* ASSIGNMENT: All lines from the top of the records below through the line holding "the pie, one", and only those, should be printed exactly, minus the pictures.

* DATA RECORDS:
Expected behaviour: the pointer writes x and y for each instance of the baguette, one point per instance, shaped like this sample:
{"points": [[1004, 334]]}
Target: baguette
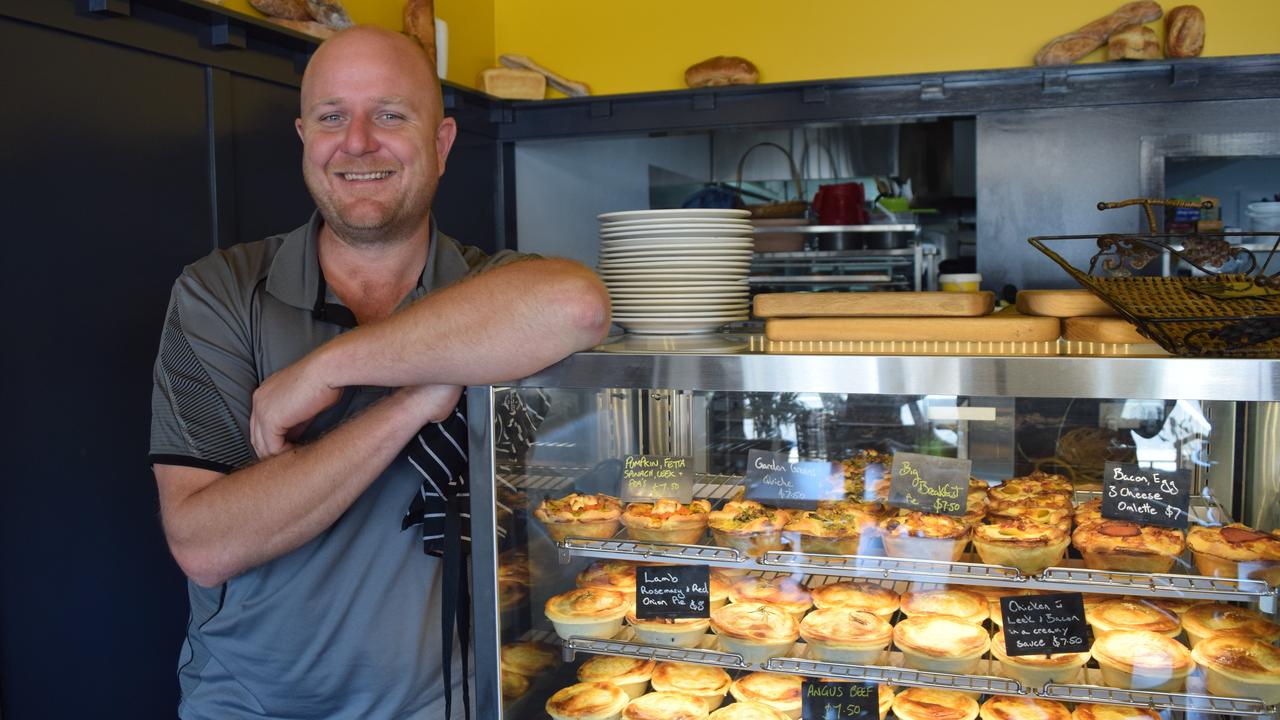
{"points": [[1184, 32], [1066, 49]]}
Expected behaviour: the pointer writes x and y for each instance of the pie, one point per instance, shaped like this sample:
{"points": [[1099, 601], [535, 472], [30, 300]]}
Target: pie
{"points": [[1212, 618], [923, 536], [755, 630], [588, 701], [780, 692], [941, 643], [858, 595], [1034, 670], [667, 520], [1240, 666], [1141, 660], [846, 634], [748, 527], [590, 613], [704, 682], [1119, 545], [631, 674], [580, 515]]}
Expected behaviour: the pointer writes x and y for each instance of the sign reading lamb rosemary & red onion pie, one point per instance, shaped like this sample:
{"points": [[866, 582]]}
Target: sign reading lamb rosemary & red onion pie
{"points": [[673, 591], [650, 477], [1045, 624], [839, 701], [772, 478], [929, 483], [1146, 496]]}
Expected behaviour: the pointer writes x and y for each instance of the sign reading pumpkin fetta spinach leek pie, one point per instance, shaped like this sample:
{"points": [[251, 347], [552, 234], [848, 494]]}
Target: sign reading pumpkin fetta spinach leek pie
{"points": [[929, 483], [650, 477], [773, 479], [1146, 496], [839, 701]]}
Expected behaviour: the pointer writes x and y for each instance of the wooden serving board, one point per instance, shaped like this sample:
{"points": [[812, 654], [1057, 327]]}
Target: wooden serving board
{"points": [[873, 304], [1063, 304], [1102, 329], [991, 328]]}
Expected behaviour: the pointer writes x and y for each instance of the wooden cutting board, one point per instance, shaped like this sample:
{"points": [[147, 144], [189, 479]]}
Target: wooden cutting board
{"points": [[1063, 304], [991, 328], [1102, 329], [873, 304]]}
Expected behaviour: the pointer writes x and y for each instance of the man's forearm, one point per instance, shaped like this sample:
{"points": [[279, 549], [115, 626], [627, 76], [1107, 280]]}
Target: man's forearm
{"points": [[499, 326]]}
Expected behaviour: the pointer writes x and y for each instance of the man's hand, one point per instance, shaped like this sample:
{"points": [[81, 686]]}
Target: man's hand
{"points": [[286, 404]]}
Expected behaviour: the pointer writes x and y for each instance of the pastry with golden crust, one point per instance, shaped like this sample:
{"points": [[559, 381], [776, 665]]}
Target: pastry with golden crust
{"points": [[932, 703], [923, 536], [1207, 619], [704, 682], [780, 692], [1020, 543], [580, 515], [631, 674], [755, 630], [588, 701], [1240, 666], [1022, 707], [1119, 545], [941, 643], [749, 527], [781, 591], [667, 520], [1132, 614], [1235, 551], [746, 711], [858, 595], [1034, 670], [664, 706], [845, 634], [1141, 660], [956, 602], [590, 613]]}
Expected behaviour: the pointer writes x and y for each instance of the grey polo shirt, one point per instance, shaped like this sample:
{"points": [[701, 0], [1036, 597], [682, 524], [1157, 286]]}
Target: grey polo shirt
{"points": [[348, 624]]}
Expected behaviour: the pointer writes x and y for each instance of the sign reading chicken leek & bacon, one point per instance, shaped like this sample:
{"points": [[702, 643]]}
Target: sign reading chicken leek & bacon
{"points": [[650, 477], [929, 483]]}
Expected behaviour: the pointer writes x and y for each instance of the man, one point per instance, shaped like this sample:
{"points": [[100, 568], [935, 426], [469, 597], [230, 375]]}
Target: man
{"points": [[292, 381]]}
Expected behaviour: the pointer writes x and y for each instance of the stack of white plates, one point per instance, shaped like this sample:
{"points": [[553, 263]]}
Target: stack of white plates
{"points": [[676, 272]]}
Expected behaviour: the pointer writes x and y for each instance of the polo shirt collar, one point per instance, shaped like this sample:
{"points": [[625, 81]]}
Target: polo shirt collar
{"points": [[295, 276]]}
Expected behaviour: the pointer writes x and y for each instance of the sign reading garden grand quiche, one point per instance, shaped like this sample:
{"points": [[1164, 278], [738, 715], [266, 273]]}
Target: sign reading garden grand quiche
{"points": [[929, 483]]}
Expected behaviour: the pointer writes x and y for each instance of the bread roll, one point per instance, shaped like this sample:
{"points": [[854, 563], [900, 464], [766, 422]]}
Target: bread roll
{"points": [[1184, 32], [722, 69], [287, 9], [420, 24], [1134, 42]]}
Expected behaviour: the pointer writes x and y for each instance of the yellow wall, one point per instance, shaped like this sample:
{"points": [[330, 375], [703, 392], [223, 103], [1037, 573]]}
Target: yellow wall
{"points": [[639, 46]]}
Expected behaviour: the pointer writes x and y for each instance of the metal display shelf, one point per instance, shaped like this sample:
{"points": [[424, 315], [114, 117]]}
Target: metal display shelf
{"points": [[984, 684]]}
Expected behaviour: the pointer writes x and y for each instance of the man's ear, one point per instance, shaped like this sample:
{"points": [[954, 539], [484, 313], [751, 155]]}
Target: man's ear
{"points": [[444, 137]]}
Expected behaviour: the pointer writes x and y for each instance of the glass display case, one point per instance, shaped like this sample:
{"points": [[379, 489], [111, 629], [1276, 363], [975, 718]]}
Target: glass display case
{"points": [[1028, 531]]}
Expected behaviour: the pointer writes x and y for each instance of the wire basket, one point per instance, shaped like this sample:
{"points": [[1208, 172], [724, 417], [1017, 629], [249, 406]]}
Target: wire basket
{"points": [[1219, 314]]}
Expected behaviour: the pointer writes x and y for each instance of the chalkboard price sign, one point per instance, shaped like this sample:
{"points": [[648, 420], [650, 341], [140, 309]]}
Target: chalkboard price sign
{"points": [[673, 591], [929, 483], [773, 479], [1146, 496], [649, 477], [839, 701], [1045, 624]]}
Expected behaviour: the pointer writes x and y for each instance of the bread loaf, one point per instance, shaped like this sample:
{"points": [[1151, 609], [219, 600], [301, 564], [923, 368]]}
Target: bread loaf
{"points": [[1134, 42], [1066, 49], [420, 24], [287, 9], [722, 69], [1184, 32]]}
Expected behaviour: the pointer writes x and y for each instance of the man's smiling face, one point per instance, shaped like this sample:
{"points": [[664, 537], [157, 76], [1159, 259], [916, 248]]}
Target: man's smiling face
{"points": [[374, 142]]}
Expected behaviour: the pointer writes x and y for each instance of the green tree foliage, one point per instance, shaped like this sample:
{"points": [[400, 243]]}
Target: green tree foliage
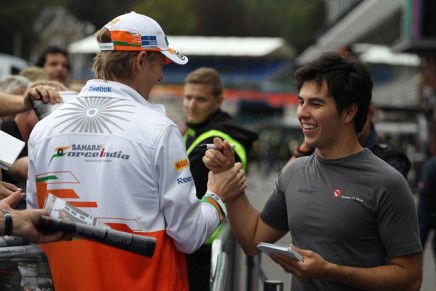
{"points": [[99, 12], [16, 22], [295, 20]]}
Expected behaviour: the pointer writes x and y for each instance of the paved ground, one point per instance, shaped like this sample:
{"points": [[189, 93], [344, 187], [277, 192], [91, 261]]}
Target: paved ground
{"points": [[259, 187]]}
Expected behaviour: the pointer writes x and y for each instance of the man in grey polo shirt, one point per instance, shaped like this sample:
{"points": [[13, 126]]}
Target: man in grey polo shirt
{"points": [[351, 215]]}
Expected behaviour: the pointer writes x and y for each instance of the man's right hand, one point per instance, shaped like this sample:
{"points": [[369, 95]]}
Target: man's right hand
{"points": [[220, 159], [45, 93], [228, 184]]}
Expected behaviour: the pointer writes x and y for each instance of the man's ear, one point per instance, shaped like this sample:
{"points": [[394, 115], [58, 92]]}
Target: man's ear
{"points": [[140, 59], [220, 100], [350, 113]]}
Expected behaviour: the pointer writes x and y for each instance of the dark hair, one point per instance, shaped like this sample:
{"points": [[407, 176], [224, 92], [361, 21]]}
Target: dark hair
{"points": [[52, 50], [348, 81]]}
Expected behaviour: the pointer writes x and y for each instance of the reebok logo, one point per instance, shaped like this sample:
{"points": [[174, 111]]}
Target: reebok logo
{"points": [[104, 89]]}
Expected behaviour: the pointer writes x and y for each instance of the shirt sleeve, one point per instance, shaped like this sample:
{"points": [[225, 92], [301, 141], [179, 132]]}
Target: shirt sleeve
{"points": [[188, 221]]}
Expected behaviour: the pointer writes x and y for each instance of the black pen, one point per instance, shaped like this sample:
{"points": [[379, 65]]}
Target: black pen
{"points": [[209, 146]]}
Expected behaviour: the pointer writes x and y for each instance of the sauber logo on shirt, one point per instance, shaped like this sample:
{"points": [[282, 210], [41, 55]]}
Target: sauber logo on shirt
{"points": [[184, 180], [337, 193], [92, 152], [105, 89], [182, 164]]}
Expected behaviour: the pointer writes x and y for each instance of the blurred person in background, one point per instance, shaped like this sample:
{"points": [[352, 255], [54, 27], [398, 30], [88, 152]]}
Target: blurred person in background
{"points": [[25, 223], [21, 127], [13, 104], [56, 63], [34, 73], [427, 204], [202, 98]]}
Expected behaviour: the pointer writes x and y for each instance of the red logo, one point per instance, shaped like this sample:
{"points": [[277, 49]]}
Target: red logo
{"points": [[337, 193]]}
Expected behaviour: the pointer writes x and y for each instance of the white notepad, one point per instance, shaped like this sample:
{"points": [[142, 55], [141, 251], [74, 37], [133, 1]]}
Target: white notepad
{"points": [[10, 148]]}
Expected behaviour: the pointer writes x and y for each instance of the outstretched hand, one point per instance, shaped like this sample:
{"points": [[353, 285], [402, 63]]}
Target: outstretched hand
{"points": [[7, 189], [228, 184], [220, 159], [26, 222]]}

* SOLVED EXERCISE:
Expected behaviour: the pointer writes x and y for each instance of the baguette, one point per instance, shaped like this sample:
{"points": [[1004, 334]]}
Target: baguette
{"points": [[1184, 32], [1066, 49]]}
Expected behaviour: the pointer writes x and y for each instance of the pie, one point per instance, shaped like this sample:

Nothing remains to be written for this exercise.